**PROBLEM STATEMENT**
Could you update the whole listing below so that every "clicks" reads "points", keeping everything else unchanged?

(MATERIAL FOR THIS TASK)

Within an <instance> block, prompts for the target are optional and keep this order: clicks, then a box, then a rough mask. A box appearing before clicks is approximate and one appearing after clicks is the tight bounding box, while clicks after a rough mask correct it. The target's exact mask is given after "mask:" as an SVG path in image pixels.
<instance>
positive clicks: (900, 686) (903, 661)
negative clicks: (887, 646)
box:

(End MATERIAL FOR THIS TASK)

**OUTPUT FOR THIS EXERCISE**
Within an <instance> block, prompts for the target are optional and keep this order: points, then a box, then a rough mask. A box appearing before points is approximate and one appearing after points is the tight bounding box, while points after a rough mask correct it. The target's exact mask is given after "mask:" as an SVG path in image pixels.
<instance>
positive points: (900, 686) (903, 661)
negative points: (887, 646)
box:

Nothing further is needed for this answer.